--- Start Selected excerpt ---
# [Wet Thumb Forum]-How level is level?



## imported_Piscesgirl (Feb 19, 2004)

Ok folks, please tell me you don't all have level floors and perfectly level tanks? Any thoughts as to how bad the lack of a level floor really is.


----------



## imported_Piscesgirl (Feb 19, 2004)

Ok folks, please tell me you don't all have level floors and perfectly level tanks? Any thoughts as to how bad the lack of a level floor really is.


----------



## Paul Higashikawa (Mar 18, 2004)

Yeah, like you, I also believe there are areas with uneven levelings. However, as with all things in life(getting philosophical here)all we can do is to optimize and maximize what we have in our surroundings. That being said, there are ways to check whether your particular area being measured is leveled or not. I don't remember exactly what tool you use but I do believe you can find it in water garden books, since it also has alot to do with digging holes; you wouldn't want it to be uneven and unleveled because of the improper distribution of air and water pressures and such. Anyhow, but regarding to uneven levels in tanks. Yeah, the most severe result could be that extra pressure on one end eventually forcing more weight on that area, which could then cause breakage of the tank itself. Again, that is the extreme case. I know my own home's floor isn't perfectly leveled. It becomes obvious when I fill up my tanks and could clearly see one side being higher than the other(or lower; vice versa) It is not a big deal in my case, as the difference is minimal. If, however, it still bugs you, then you could put a piece of weight or folded paper right underneath the side that is lower to give it that extra elevation lift. I would do that with the stand that the tank is on, and not the tank itself. That's what I do with one of my tanks, and it worked fine







Hope this helped.

Paul


----------



## imported_Piscesgirl (Feb 19, 2004)

Yep, that is the reason I posted -- my tank water is slightly higher on one side as opposed to the other -- side view -- front view looks level. I might try the paper under the stand, and I almost tried that, but then worried if that really does help at all.


----------



## JERP (Feb 4, 2003)

Don't worry about it. The problem is purely cosmetic. As long as the tank base is flat, you are fine. Glass doesn't bend well. An inch of water difference across the width of your tank isn't going cause much of a difference in hydrostatic pressure on the glass.


----------



## imported_Piscesgirl (Feb 19, 2004)

Really JERP? The pressure won't cause the glass seams to break?


----------



## qbal18 (Jul 19, 2004)

i had my tank sitting with one side 1" lower then the other on a 3' tank for 1.5 years and it was fin i finally got tired of it and fixed it.

50g, 3.8wpg PC 11hr, presserized CO2 PH 6.4-6 KH75ppm,


----------



## Paul Higashikawa (Mar 18, 2004)

Like I said, do something about it only if you are bugged by it. Otherwise, it really doesn't matter, unless the discrepancy is greater than 2 inch. 



Paul


----------



## imported_Piscesgirl (Feb 19, 2004)

Ok, one more question -- does the size of the tank factor into the equation at all? Mine is a 55 gallon, 48" long tank. I think I wouldn't worry as much if it was a smaller tank....

Thank you folks!


----------



## gsmollin (Feb 3, 2003)

I leveled a 26 foot swimming pool to +/- 1/16 inch, so I don't understand the problem here. You should be able to level the tank so the difference is not visible, whether the tank will burst apart or not. OBTW, the spec on the swimming pool was +/- 1 inch maximum. I recommend hardwood wedges for leveling, since they do not shift when you add weight. Place two wedges in opposition, so the bearing surface is flat.


----------
--- End Selected excerpt ---
--- Start Dataset rows ---
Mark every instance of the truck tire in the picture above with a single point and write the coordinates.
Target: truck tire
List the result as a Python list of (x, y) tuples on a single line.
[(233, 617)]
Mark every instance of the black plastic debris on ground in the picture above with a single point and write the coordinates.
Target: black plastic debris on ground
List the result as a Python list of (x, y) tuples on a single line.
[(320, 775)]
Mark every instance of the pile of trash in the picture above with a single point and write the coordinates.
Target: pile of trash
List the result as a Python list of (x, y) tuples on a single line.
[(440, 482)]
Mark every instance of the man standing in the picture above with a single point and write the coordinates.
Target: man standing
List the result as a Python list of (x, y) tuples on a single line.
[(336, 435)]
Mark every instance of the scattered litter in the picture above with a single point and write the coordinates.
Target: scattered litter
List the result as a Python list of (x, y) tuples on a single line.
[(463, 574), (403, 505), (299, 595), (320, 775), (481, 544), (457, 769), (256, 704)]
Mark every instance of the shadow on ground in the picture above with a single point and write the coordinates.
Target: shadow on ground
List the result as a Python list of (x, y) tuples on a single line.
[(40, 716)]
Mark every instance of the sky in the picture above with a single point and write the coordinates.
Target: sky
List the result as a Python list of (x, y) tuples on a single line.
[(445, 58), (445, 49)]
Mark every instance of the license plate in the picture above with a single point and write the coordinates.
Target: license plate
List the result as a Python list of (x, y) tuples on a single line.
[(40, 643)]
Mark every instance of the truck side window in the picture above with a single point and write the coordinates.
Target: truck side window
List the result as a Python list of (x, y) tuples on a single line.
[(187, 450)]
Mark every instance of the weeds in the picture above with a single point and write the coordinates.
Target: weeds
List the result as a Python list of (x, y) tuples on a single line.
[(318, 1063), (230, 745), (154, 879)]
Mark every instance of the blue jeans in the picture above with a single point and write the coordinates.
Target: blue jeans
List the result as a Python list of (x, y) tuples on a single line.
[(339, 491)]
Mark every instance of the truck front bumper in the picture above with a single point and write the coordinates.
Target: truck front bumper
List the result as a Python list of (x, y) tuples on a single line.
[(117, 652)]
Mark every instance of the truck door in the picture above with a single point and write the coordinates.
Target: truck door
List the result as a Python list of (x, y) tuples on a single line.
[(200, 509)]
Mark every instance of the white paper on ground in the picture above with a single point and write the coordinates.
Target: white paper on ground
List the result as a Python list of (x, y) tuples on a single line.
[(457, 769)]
--- End Dataset rows ---
Translate this sentence from the tank-leveling thread into Spanish: "I recommend hardwood wedges for leveling, since they do not shift when you add weight." The rows are separate material and not part of the tank-leveling thread.

**Response:** Recomiendo cuñas de madera dura para nivelar, ya que no se desplazan cuando se añade peso.